##### BLOK TEKS #####

Bingung-Bingung Akhiran –isasi

Ketika membaca sebuah tulisan, tidak jarang dahi kita mengerenyit membaca satu-dua istilah yang terasa asing. Kadangkala, istilah-istilah tersebut janggal bukan karena berasal dari bahasa asing, melainkan karena sifat katanya yang boleh jadi bisa kita pahami maknanya, namun tidak bisa kita yakini sebagai istilah yang baku. Sumber kebingungan ini antara lain adalah karena terkadang, orang membuat kata bentukan sendiri.

Salah satu kesalahan yang paling sering membuat bingung adalah pemberian akhiran –isasi pada sembarang kata benda untuk memberikan makna ‘dalam proses atau usaha pembudidayaan’. Jawanisasi, misalnya, atau lelenisasi. Memang, kita bisa memahami bahwa makna kata-kata tersebut bisa jadi “kegiatan membuat sekelompok masyarakat menjadi memiliki sifat-sifat kejawa-jawaan” atau “menggiatkan budidaya ikan lele”, tetapi tafsir itu tetap rancu. Lagipula, secara pelafalan, kata-kata itu tidak enak di telinga.

 

Ada kah kaidah yang mengatur tentang perkara ini?

##### CUPLIKAN BARIS #####

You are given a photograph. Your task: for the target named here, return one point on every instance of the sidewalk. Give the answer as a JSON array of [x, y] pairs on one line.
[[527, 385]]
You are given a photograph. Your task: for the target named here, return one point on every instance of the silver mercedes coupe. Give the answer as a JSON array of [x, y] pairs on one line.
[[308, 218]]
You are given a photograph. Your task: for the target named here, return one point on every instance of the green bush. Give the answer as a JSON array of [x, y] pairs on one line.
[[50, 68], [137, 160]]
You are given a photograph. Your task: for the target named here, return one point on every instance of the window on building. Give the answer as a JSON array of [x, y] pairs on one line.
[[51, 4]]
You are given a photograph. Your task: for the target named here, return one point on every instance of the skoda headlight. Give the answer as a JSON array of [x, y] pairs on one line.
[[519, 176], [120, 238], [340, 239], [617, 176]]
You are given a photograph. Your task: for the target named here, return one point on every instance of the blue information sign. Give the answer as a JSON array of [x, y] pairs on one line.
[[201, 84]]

#####

## SOAL
Terjemahkan ke dalam bahasa Inggris kalimat berikut dari teks tentang akhiran –isasi: "Sumber kebingungan ini antara lain adalah karena terkadang, orang membuat kata bentukan sendiri." Baris-baris di atas diambil dari sumber yang berbeda dengan teks tentang akhiran –isasi.

## JAWABAN SOAL
One of the sources of this confusion is that people sometimes coin their own derived words.